STATED EXERCISE: Quote the lines of the listing from its start through the line containing "POLYGON ((313 196, 351", inclusive, omitting the pictures.

* start MATERIAL *

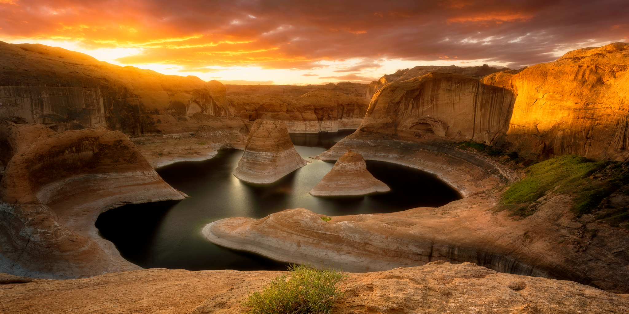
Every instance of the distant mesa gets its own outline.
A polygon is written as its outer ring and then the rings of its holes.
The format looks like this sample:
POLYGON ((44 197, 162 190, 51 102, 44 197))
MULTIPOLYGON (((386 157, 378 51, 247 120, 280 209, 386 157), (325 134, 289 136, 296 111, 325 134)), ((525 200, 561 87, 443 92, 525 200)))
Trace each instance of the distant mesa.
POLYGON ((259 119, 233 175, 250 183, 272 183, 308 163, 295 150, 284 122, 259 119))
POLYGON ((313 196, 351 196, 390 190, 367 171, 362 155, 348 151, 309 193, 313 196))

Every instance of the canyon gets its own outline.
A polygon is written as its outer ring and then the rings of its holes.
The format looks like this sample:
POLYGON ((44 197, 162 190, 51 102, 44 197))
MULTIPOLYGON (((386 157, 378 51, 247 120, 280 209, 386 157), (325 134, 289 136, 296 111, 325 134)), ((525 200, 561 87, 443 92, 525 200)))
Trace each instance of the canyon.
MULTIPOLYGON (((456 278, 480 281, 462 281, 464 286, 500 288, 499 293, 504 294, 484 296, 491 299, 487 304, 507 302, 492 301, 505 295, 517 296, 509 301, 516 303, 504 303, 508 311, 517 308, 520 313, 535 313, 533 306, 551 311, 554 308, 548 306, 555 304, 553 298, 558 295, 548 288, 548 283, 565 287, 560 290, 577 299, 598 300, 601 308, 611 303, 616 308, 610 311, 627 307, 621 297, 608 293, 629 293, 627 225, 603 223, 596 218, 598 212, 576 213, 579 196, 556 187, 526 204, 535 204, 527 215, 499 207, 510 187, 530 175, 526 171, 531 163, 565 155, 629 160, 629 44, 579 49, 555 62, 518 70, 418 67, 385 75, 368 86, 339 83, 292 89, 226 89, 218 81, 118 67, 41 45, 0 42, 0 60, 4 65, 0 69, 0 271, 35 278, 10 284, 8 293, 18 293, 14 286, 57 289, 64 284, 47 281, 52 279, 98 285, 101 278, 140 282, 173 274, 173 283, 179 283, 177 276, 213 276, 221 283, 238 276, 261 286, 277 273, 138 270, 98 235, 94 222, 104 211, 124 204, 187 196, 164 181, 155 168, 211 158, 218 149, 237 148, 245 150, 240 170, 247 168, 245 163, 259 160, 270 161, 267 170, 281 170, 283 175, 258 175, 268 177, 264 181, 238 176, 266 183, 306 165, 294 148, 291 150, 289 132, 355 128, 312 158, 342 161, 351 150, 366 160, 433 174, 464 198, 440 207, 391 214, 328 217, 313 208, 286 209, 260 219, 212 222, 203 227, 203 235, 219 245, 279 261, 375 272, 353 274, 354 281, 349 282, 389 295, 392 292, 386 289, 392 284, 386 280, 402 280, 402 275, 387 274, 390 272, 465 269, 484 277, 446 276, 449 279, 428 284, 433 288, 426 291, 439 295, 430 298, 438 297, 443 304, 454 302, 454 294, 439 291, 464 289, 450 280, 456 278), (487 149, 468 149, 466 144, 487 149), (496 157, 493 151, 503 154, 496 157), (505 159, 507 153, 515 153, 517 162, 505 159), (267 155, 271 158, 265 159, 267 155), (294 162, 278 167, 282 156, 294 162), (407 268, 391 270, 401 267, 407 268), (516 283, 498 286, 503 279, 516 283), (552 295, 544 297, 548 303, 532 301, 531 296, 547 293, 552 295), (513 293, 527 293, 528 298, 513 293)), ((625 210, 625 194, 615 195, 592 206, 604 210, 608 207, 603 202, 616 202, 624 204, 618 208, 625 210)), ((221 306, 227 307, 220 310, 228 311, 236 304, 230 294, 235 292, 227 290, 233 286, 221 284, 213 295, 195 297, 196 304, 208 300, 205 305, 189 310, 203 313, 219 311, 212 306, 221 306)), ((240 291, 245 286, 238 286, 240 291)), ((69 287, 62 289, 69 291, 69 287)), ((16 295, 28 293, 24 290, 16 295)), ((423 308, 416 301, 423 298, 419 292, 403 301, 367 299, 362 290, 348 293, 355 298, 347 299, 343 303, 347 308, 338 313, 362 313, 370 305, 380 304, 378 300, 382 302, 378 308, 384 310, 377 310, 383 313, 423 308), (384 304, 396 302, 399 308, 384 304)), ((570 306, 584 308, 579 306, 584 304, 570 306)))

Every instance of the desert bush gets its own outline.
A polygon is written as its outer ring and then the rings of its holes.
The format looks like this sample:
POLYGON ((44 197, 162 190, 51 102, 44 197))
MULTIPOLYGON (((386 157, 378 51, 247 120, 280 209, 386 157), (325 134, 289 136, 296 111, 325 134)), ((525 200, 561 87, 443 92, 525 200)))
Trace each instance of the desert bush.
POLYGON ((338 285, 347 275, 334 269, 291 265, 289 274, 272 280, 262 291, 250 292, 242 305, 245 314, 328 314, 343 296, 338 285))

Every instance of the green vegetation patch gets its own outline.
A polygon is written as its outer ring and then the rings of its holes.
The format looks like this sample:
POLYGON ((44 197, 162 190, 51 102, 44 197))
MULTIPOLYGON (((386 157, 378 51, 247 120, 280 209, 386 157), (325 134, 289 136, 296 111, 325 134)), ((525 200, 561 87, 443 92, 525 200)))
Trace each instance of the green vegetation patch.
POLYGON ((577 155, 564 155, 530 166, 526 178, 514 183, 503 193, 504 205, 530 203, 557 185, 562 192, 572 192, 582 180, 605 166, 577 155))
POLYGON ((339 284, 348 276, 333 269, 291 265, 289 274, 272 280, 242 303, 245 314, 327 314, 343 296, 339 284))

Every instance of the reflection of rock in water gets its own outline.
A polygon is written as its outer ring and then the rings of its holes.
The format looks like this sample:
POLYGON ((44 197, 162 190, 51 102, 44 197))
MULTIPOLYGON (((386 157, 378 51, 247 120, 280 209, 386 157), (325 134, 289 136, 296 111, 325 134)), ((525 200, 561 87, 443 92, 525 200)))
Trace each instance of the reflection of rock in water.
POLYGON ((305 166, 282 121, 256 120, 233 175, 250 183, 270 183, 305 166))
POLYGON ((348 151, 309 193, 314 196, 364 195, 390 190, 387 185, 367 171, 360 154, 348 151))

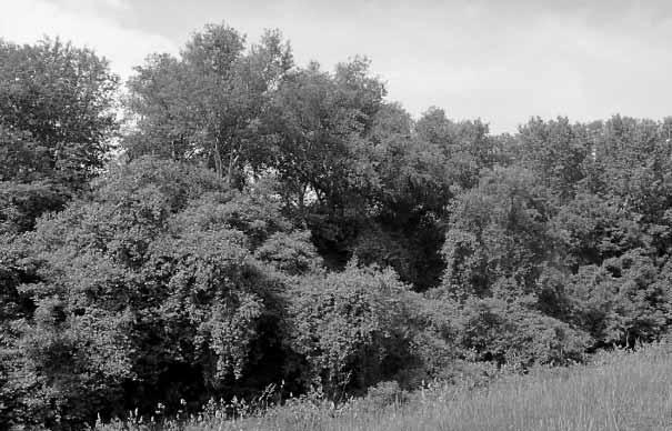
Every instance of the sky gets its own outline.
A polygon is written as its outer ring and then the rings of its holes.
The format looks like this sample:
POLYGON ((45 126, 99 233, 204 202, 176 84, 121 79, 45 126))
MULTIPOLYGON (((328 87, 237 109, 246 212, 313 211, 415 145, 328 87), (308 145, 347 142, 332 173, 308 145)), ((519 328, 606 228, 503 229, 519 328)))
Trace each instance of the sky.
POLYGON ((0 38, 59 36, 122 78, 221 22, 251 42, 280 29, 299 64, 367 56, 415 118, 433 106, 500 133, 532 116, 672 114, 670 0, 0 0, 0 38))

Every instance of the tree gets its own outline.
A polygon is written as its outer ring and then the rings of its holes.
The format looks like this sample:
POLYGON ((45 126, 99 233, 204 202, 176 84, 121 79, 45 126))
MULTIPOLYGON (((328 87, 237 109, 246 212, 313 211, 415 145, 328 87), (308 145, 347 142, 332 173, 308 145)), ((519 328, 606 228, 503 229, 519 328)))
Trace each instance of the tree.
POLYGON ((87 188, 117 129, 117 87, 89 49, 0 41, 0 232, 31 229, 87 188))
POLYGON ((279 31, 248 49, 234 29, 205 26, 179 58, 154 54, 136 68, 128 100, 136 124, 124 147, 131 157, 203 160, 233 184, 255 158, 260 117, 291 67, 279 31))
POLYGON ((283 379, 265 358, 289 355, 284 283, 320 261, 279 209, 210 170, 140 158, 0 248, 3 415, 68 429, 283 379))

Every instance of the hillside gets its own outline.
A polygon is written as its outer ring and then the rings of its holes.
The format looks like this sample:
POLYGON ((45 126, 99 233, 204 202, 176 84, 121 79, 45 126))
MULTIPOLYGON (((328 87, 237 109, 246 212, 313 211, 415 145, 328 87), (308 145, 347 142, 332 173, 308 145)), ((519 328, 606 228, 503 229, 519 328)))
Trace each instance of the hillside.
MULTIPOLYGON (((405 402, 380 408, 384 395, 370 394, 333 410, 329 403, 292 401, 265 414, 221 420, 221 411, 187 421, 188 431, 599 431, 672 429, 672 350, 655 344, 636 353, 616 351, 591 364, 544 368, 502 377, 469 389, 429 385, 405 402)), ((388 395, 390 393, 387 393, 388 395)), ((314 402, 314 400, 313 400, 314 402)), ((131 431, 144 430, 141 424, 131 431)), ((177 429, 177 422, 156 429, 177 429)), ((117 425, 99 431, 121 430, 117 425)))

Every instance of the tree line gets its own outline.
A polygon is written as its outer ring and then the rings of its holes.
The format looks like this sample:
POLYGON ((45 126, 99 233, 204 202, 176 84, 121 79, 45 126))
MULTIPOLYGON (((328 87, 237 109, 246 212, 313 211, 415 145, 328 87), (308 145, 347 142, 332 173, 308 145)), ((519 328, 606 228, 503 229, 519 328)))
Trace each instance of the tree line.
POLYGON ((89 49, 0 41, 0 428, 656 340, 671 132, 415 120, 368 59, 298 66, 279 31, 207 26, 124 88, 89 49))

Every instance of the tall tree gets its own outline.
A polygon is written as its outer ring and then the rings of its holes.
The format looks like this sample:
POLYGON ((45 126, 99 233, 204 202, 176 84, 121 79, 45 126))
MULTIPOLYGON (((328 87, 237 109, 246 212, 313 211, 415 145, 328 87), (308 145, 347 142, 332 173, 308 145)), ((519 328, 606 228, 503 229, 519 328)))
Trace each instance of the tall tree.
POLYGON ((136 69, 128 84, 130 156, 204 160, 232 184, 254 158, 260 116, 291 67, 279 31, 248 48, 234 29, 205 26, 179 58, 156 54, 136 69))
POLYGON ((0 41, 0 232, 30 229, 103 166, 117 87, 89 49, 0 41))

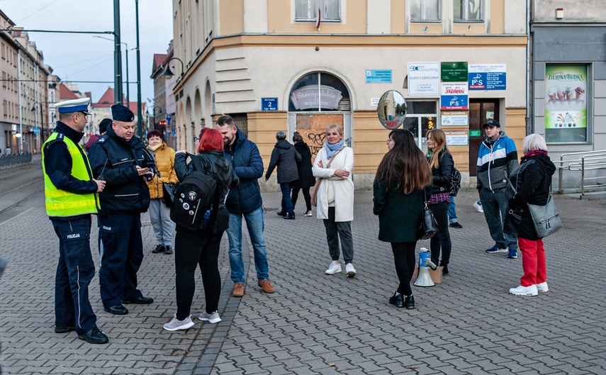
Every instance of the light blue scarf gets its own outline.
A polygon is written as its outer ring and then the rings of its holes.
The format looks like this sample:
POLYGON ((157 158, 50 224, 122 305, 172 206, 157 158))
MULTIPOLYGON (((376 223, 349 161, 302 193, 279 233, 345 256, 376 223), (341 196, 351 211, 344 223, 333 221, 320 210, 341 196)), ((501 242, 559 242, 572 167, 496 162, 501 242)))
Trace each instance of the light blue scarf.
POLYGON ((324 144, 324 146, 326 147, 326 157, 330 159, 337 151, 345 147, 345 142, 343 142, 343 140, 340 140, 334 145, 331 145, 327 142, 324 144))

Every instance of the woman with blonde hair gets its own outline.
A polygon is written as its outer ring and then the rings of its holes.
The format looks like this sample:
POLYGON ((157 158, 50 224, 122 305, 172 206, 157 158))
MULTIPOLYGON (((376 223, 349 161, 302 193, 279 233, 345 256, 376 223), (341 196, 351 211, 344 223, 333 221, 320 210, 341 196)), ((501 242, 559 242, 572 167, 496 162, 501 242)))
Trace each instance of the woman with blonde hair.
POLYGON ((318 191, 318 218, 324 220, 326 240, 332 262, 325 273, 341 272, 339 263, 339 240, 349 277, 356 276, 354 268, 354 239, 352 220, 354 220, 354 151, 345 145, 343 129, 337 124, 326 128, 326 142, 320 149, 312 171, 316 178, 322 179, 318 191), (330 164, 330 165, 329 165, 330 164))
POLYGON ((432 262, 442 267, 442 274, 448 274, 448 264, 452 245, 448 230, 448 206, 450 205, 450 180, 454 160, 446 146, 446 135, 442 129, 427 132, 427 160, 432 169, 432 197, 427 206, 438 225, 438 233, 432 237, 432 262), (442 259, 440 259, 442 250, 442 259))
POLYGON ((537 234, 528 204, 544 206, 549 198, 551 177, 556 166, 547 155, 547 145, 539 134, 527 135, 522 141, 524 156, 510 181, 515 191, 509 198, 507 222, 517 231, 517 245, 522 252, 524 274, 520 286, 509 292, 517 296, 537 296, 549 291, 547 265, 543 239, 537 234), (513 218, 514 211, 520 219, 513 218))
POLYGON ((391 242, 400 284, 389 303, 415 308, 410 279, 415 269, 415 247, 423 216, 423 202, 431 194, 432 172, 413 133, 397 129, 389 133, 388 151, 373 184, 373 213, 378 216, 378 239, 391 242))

* end MATERIAL *

COMPLETE RESPONSE:
Every instance of the distant mesa gets its own outline.
A polygon is written as its outer ring and then the rings of its holes.
The format looks like this sample:
POLYGON ((44 197, 162 190, 51 102, 44 197))
MULTIPOLYGON (((386 157, 378 51, 247 120, 280 209, 386 157), (325 134, 289 136, 296 111, 325 134)), ((525 200, 561 87, 443 92, 525 200)))
Trace each instance of the distant mesa.
POLYGON ((259 119, 233 175, 250 183, 272 183, 308 163, 295 150, 284 122, 259 119))
POLYGON ((313 196, 351 196, 390 190, 367 171, 362 155, 348 151, 309 193, 313 196))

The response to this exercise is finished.